### WHAT TO WORK ON
Please copy the listing below, from its first line down to and including the line that contains "[[[0,64],[63,64],[64,61],[33,49],[0,44]]]", requests included but pictures omitted, rescaling every polygon coordinate in the answers by 2.35. Round each scaled coordinate to a whole number, rounding halves up.

### EXCERPTED RECORDS
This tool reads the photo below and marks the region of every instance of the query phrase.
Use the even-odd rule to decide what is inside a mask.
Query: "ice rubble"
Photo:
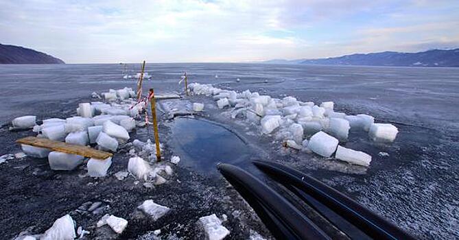
[[[170,211],[168,207],[157,204],[152,200],[144,201],[137,208],[148,214],[154,221],[158,220]]]
[[[199,223],[205,232],[206,239],[221,240],[230,233],[230,231],[222,225],[222,220],[217,217],[215,213],[200,217]]]
[[[248,90],[239,93],[198,83],[189,86],[195,95],[211,96],[220,109],[233,108],[230,110],[231,118],[246,119],[259,125],[262,133],[274,134],[276,139],[284,141],[287,147],[310,150],[327,158],[333,156],[340,141],[347,140],[351,129],[369,131],[370,138],[376,141],[392,141],[398,132],[392,125],[375,123],[374,117],[368,115],[348,116],[335,112],[333,101],[325,101],[318,106],[293,97],[277,99]],[[309,136],[311,139],[308,141],[306,138]],[[369,164],[366,154],[346,151],[348,149],[344,147],[340,149],[340,160],[354,164],[364,163],[361,164],[363,165],[366,165],[364,163]]]

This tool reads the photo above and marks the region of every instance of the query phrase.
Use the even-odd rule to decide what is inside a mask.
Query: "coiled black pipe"
[[[330,239],[292,204],[239,167],[220,163],[217,168],[278,239]]]
[[[303,191],[373,239],[414,239],[360,204],[311,176],[277,163],[252,163],[275,181]]]

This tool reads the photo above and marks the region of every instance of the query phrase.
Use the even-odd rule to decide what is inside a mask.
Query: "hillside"
[[[0,64],[63,64],[64,61],[33,49],[0,44]]]

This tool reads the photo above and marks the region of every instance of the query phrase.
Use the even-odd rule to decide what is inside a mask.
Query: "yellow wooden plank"
[[[106,159],[113,156],[110,152],[97,150],[86,146],[76,144],[58,142],[47,139],[40,139],[36,136],[27,136],[16,141],[18,143],[30,145],[49,149],[53,151],[64,152],[66,154],[76,154],[86,158],[94,158],[96,159]]]

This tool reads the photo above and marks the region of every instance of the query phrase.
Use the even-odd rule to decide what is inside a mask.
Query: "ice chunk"
[[[112,158],[105,159],[91,158],[88,161],[88,175],[93,178],[104,177],[112,165]]]
[[[221,240],[230,233],[226,228],[222,226],[222,220],[215,214],[200,217],[199,221],[205,232],[206,239]]]
[[[118,148],[118,141],[117,139],[108,136],[104,132],[100,132],[99,136],[95,139],[95,142],[104,149],[116,152]]]
[[[107,224],[117,234],[123,232],[128,226],[128,221],[125,219],[111,215],[106,220]]]
[[[217,101],[217,106],[218,106],[219,108],[222,109],[227,106],[229,106],[229,101],[228,101],[227,98],[224,97]]]
[[[51,152],[48,155],[49,167],[53,170],[73,170],[83,163],[84,157],[60,152]]]
[[[330,134],[340,140],[346,140],[349,133],[349,122],[344,119],[333,117],[330,119]]]
[[[371,124],[375,123],[375,118],[370,115],[360,114],[357,115],[357,117],[360,118],[360,123],[362,124],[361,127],[365,131],[369,130],[370,127],[371,127]]]
[[[124,128],[128,132],[132,132],[135,128],[135,120],[132,117],[122,119],[119,121],[119,125]]]
[[[13,127],[17,129],[27,129],[34,128],[36,121],[36,116],[23,116],[16,117],[12,121]]]
[[[45,232],[40,240],[73,240],[76,237],[73,219],[69,215],[62,217]]]
[[[88,132],[86,131],[71,132],[65,137],[67,143],[78,144],[85,146],[88,144]]]
[[[89,135],[89,143],[95,143],[99,134],[102,131],[102,125],[95,125],[88,128],[88,134]]]
[[[399,133],[399,130],[390,123],[373,123],[370,128],[368,135],[373,141],[378,142],[393,142]]]
[[[279,115],[268,115],[261,119],[261,128],[263,132],[265,134],[271,133],[274,129],[279,128],[279,121],[281,121],[281,116]]]
[[[64,124],[51,125],[46,127],[41,130],[43,136],[54,141],[64,141],[67,132],[65,132],[65,125]]]
[[[152,200],[144,201],[142,205],[139,206],[137,208],[152,217],[153,221],[158,220],[170,211],[168,207],[157,204]]]
[[[171,158],[171,163],[177,165],[180,162],[180,157],[178,156],[172,156]]]
[[[320,131],[311,137],[307,148],[322,156],[329,158],[336,150],[338,143],[338,139]]]
[[[195,102],[193,104],[193,110],[195,112],[200,112],[204,109],[204,104]]]
[[[93,117],[93,110],[91,107],[91,104],[78,104],[78,108],[80,108],[78,110],[80,116],[82,117]]]
[[[330,109],[333,110],[334,103],[333,101],[324,101],[322,104],[320,104],[320,107],[324,108],[325,109]]]
[[[27,156],[38,158],[46,158],[51,152],[51,150],[46,148],[37,147],[25,144],[21,144],[21,148]]]
[[[152,168],[143,159],[135,157],[129,158],[128,171],[137,178],[146,180],[152,173]]]
[[[104,128],[102,131],[106,133],[108,136],[127,141],[129,139],[129,133],[124,128],[113,123],[111,121],[107,121],[104,123]]]
[[[349,163],[368,167],[371,162],[371,156],[363,152],[338,146],[336,158]]]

### OUTPUT BELOW
This tool reads the photo below and marks the region of every instance of the query phrase.
Use the even-odd rule to decide what is inside a mask.
Query: "ice rubble"
Photo:
[[[400,496],[395,486],[369,479],[357,470],[338,472],[322,489],[348,503],[362,519],[371,517]]]
[[[468,524],[482,545],[484,562],[519,564],[541,548],[541,543],[522,529],[522,517],[510,510],[505,501],[470,510]]]
[[[583,212],[562,219],[465,195],[444,202],[458,223],[496,226],[517,256],[548,254],[541,259],[543,277],[578,280],[609,294],[616,313],[644,315],[649,327],[667,331],[674,345],[729,353],[768,371],[783,367],[799,331],[815,329],[825,303],[867,308],[870,324],[884,331],[921,331],[935,310],[921,294],[881,289],[879,275],[865,270],[818,273],[787,263],[783,237],[764,237],[747,249],[689,228],[651,233]],[[726,320],[731,327],[724,331],[719,324]],[[867,385],[860,362],[813,355],[818,350],[808,345],[799,350],[799,376],[832,385],[855,383],[848,385],[853,388],[860,388],[855,383]]]

This tool reads the photo above and marks the region of every instance of the query phrase.
Use the even-odd rule to decide what is inside a mask.
Query: "coiled black pipe"
[[[776,562],[686,479],[562,392],[517,383],[510,395],[653,562]]]
[[[712,449],[877,562],[973,562],[846,479],[731,414],[651,383],[592,383],[646,425]]]

This tool reads the photo above and marks the region of every instance of the query phrase.
Use the even-odd rule to decide what is inside a mask.
Query: "hillside"
[[[0,150],[148,150],[150,143],[78,115],[0,103]]]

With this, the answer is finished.